**The input**
────

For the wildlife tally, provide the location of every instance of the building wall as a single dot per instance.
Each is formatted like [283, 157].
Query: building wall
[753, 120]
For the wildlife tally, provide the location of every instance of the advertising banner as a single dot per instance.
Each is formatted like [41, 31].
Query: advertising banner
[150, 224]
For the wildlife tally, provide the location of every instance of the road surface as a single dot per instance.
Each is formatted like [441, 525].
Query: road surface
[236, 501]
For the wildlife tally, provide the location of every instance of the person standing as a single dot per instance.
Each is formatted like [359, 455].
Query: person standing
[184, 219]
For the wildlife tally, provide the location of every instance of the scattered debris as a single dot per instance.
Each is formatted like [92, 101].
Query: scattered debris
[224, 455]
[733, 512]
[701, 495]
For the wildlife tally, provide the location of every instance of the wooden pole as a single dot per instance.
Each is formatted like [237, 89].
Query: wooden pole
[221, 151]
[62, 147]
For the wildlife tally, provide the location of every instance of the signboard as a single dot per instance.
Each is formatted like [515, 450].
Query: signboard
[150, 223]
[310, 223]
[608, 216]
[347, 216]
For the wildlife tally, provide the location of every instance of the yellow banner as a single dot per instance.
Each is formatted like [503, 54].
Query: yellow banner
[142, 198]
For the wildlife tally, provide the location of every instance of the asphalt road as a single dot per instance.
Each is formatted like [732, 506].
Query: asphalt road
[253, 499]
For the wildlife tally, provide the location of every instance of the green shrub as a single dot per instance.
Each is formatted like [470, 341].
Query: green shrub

────

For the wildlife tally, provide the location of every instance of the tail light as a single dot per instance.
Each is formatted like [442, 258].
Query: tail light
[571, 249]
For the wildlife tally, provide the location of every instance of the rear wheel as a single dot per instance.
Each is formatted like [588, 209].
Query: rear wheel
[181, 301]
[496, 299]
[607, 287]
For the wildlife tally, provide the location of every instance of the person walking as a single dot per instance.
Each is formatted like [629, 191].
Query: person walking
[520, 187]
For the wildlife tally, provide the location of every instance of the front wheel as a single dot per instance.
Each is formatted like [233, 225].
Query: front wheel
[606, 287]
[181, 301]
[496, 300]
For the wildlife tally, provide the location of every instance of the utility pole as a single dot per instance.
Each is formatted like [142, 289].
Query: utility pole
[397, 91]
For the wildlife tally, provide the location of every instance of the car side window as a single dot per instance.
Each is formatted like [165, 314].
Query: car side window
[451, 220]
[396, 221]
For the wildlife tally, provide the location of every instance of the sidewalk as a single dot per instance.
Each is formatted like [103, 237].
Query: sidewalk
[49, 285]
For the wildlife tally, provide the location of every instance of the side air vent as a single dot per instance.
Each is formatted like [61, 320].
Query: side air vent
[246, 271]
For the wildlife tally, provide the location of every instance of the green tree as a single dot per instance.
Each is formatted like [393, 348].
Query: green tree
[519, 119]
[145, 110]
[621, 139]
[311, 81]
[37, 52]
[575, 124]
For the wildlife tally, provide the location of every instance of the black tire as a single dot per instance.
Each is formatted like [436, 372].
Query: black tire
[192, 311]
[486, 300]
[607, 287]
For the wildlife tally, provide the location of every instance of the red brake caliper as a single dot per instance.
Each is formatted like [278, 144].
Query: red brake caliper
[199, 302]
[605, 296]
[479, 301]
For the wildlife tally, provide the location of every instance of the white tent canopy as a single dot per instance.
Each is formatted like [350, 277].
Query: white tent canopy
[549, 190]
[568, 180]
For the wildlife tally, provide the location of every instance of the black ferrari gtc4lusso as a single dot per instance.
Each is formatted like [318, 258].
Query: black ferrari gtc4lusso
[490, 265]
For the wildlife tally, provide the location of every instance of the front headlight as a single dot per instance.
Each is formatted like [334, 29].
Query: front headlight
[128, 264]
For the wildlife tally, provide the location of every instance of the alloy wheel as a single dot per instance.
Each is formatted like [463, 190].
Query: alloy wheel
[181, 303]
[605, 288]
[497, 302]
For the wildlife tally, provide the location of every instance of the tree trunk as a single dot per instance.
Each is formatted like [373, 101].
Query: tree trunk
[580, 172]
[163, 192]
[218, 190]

────

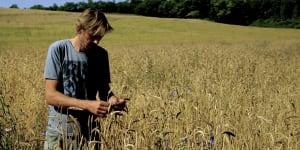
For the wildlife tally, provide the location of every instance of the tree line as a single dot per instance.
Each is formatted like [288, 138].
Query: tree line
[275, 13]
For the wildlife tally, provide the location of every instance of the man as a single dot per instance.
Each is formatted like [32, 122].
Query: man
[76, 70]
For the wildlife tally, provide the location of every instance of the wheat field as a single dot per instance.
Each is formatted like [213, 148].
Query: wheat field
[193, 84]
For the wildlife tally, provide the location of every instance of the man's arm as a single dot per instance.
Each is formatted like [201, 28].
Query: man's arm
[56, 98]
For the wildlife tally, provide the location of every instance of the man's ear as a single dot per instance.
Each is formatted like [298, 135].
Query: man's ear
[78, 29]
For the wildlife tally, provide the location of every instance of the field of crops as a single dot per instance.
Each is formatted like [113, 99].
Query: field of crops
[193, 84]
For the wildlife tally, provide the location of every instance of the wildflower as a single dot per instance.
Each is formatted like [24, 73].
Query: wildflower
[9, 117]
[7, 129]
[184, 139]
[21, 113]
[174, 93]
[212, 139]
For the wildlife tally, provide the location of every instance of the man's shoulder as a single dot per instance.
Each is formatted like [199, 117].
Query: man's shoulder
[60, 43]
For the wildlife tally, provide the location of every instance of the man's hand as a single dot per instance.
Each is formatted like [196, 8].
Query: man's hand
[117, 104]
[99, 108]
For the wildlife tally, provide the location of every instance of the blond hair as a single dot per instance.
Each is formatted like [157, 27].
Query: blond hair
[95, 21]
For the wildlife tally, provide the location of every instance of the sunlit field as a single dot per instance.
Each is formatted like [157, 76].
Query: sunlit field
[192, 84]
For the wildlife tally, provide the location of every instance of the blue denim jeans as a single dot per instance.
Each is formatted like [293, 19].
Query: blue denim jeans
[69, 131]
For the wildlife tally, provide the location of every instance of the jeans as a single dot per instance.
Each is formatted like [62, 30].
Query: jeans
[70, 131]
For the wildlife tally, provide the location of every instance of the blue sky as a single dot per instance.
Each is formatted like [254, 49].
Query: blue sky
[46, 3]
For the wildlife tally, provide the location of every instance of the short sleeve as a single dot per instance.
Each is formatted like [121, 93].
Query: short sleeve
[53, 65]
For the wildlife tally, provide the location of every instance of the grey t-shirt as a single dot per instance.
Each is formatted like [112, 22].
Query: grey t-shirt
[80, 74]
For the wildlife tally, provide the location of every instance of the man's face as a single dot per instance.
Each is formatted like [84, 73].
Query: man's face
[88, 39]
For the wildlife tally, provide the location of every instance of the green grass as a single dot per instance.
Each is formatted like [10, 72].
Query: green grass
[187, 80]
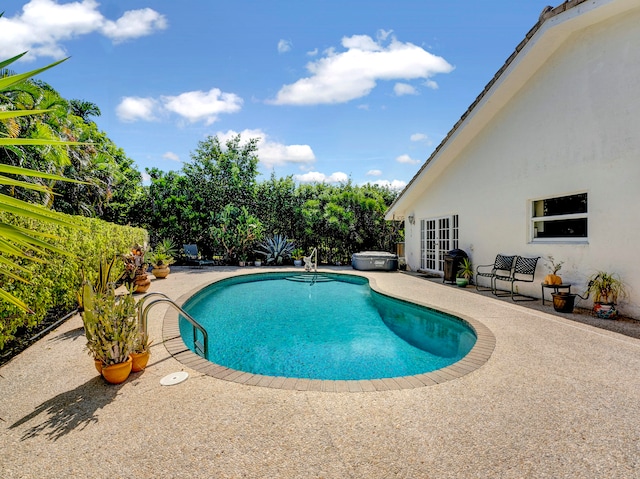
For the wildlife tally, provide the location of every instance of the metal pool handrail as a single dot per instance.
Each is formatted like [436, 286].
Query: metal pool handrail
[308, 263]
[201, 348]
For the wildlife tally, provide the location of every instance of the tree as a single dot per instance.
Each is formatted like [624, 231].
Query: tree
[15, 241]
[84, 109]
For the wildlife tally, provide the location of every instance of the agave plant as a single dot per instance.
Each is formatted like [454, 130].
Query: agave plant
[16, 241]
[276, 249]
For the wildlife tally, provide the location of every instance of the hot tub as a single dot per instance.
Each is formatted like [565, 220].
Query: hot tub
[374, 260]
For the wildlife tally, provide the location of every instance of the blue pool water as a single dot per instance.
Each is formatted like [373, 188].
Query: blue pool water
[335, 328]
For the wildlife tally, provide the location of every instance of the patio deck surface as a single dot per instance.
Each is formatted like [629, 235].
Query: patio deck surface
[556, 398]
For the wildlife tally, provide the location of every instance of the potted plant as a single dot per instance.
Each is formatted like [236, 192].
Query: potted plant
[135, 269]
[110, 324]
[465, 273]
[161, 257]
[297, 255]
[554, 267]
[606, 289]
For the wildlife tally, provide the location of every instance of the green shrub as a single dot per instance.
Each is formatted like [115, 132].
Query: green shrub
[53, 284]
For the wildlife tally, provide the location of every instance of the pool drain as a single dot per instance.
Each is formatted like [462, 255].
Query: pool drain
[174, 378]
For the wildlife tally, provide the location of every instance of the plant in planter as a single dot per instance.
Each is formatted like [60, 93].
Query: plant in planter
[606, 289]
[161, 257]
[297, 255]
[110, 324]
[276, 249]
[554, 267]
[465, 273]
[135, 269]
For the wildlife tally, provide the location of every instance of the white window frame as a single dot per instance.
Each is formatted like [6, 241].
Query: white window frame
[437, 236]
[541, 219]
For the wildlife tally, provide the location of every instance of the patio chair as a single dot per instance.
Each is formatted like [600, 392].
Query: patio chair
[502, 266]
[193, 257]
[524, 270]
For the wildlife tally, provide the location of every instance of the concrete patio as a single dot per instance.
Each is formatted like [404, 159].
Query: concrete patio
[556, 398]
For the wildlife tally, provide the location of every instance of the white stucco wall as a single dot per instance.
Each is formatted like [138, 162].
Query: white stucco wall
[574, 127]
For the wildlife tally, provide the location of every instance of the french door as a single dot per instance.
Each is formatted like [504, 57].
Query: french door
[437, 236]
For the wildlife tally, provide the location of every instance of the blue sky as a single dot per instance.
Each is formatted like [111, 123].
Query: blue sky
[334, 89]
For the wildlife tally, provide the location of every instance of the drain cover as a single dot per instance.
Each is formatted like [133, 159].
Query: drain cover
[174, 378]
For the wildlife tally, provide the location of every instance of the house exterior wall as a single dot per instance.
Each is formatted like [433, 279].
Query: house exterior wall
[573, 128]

────

**Assignment**
When the line with "building wall as a single dot per instance." is reached in the data above, start copying there, and copy each line exactly until the line with "debris as a single dot per instance." has been copied; copy nothing else.

**Result for this task**
For the wildlife tally, provide the location of every instance of the building wall as a single dot per instance.
Each is formatted like [283, 157].
Query: building wall
[753, 120]
For the wildlife tally, provide the location of every instance of the advertising banner as a single dot per instance.
Each is formatted like [41, 31].
Query: advertising banner
[150, 224]
For the wildlife tally, provide the location of every instance of the road surface as a single dot per instance.
Each is formatted like [441, 525].
Query: road surface
[236, 501]
For the wildlife tally, provide the location of every instance of the person standing as a single dot per instance.
Each is formatted like [359, 455].
Query: person standing
[184, 219]
For the wildlife tally, provide the location of every instance of the scattered debris as a single dot per instance.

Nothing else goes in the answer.